** Exercises **
**A)** Copy the passage of the article on separating sibling embryos from "Later on, basic" to "defended and protected." word for word.
**B)** In the article on separating sibling embryos, what does the thawing process result in?

** Text excerpt **
+===+
Separation of siblings – Carmen Zammit

As a child I was fascinated with caterpillars. I would collect them and carefully place them in a small patch in the garden, which my uncle had planted with lettuce and cabbage so that these caterpillars would grow on it and I would be able to see how they changed into pupae and eventually into butterflies or moths. 

Later on, basic science showed me that caterpillars are the larval stage of the order comprising moths and butterflies and that the metamorphosis from caterpillar to pupa to butterfly involves the same creature. Science has no doubt that the caterpillar and the butterfly are in fact one and the same creature.

Likewise, the human embryo develops into a foetus, into an infant, a child and an adult while remaining one and the same human being.

 Thus the embryo is human from the moment of conception. His or her identity as human is entirely separate from his/her stage of development. He or she is not a potential human being but a human being with potential.

As such human embryos are not a bunch of cells but are human life – and these embryos have a right to live, and a right to be defended and protected.

I am irked when I hear people, including politicians, journalists and people in the street, speak of “l-embrijuni żejda”. Żejda can be translated as surplus, spare, leftover or even unwanted.

How can we speak of human life in such a way, especially if we attach this argument to the one of equality?

The discrimination is not only a linguistic one. For instance, are we not discriminating between the embryos when we are treating some of them as spare, just in case the first implantation is not successful? Are we not discriminating between embryos when we know that the thawing process results in the death of one in three of them?

 

Are we not discriminating between embryos when we are choosing to implant some in their own mother’s womb and freeze the others? Are we not discriminating between the embryos when one or more of them is raised by his/her natural parents while the others are given for adoption? Are we not discriminating when we are deliberately separating siblings from one another?

I can understand the position of those couples who yearn to be parents. I even empathise with them because I too yearned to be a mother and to have a family. I understand that IVF may be the only solution in some cases. In fact I was in favour of the original Embryo Protection Act because it was meant to regulate the process of IVF and to protect both the couple and the embryos.
+===+
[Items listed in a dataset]

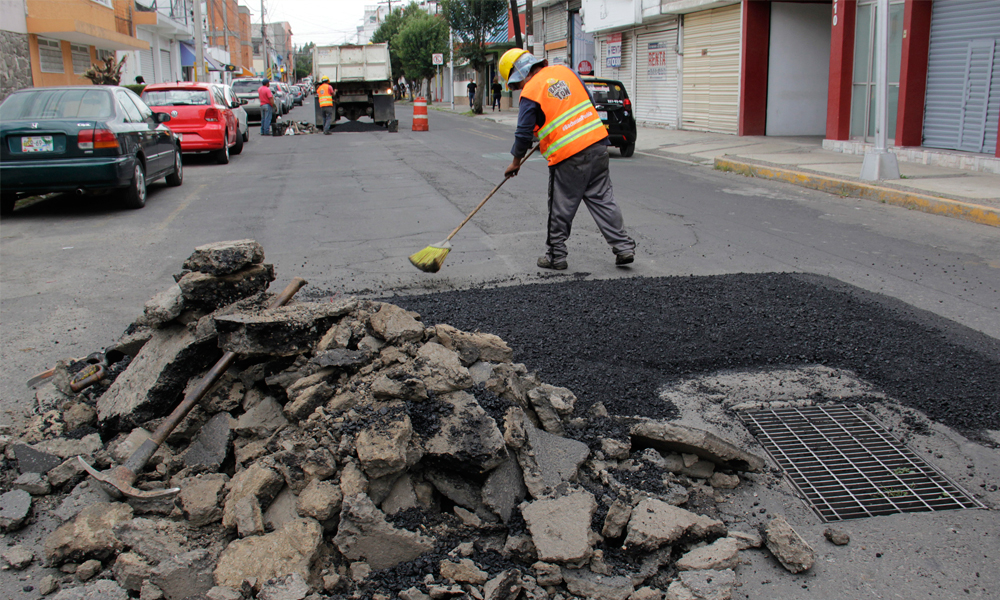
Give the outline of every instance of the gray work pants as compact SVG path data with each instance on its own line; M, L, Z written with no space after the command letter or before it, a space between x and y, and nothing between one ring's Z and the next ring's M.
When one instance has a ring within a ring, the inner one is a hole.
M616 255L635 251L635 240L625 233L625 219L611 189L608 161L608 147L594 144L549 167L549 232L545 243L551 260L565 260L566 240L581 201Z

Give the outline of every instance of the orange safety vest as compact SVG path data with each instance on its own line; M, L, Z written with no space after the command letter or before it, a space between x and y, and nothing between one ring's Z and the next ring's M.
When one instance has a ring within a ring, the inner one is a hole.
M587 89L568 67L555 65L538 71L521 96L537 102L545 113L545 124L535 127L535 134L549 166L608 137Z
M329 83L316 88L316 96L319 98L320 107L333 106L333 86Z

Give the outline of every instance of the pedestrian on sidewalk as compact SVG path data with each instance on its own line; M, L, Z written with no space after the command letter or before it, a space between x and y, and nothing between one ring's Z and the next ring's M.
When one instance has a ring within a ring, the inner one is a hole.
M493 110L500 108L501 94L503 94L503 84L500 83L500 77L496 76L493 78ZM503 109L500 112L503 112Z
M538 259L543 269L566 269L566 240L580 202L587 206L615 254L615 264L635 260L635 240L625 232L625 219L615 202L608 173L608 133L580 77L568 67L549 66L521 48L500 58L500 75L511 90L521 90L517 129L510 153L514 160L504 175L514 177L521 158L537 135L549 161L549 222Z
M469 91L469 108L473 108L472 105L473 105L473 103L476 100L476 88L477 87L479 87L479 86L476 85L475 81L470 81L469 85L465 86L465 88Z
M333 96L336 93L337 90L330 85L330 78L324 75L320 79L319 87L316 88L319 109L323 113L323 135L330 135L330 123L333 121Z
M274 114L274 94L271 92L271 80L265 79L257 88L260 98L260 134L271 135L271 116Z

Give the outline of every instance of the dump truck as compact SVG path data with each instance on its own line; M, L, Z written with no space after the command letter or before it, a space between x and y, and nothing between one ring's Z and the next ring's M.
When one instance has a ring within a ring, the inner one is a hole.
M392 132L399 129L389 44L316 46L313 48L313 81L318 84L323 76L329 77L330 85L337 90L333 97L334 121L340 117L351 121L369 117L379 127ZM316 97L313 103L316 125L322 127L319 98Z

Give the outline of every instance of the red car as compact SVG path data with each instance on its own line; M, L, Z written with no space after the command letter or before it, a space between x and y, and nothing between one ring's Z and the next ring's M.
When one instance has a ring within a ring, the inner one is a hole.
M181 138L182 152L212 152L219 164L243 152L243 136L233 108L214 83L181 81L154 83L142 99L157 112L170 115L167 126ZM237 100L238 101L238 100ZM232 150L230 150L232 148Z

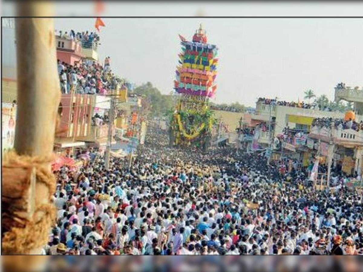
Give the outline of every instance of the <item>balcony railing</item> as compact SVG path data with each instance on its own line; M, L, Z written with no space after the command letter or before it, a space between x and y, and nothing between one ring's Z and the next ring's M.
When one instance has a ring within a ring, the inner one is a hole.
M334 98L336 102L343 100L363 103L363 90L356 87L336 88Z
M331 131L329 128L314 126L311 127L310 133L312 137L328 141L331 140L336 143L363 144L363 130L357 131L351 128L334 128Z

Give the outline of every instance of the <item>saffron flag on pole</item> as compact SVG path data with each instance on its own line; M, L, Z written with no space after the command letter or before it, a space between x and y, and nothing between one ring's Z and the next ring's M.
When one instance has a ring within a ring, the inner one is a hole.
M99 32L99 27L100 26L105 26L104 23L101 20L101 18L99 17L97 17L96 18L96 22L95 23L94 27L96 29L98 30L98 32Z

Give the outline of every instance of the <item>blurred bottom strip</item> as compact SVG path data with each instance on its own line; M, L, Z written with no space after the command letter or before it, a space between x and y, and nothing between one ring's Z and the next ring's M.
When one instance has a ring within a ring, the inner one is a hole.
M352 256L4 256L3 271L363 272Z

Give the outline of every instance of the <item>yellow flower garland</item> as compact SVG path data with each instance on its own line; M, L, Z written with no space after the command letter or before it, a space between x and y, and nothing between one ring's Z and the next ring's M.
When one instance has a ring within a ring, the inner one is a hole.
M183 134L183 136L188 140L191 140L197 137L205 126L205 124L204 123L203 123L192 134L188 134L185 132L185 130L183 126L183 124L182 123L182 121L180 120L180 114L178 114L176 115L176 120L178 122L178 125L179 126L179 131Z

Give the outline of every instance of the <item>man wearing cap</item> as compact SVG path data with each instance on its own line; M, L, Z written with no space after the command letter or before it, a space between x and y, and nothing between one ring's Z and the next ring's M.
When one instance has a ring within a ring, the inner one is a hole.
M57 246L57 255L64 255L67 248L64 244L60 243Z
+===+
** Per-task answers **
**A)**
Later on, basic science showed me that caterpillars are the larval stage of the order comprising moths and butterflies and that the metamorphosis from caterpillar to pupa to butterfly involves the same creature. Science has no doubt that the caterpillar and the butterfly are in fact one and the same creature.

Likewise, the human embryo develops into a foetus, into an infant, a child and an adult while remaining one and the same human being.

 Thus the embryo is human from the moment of conception. His or her identity as human is entirely separate from his/her stage of development. He or she is not a potential human being but a human being with potential.

As such human embryos are not a bunch of cells but are human life – and these embryos have a right to live, and a right to be defended and protected.

**B)** The thawing process results in the death of one in three embryos.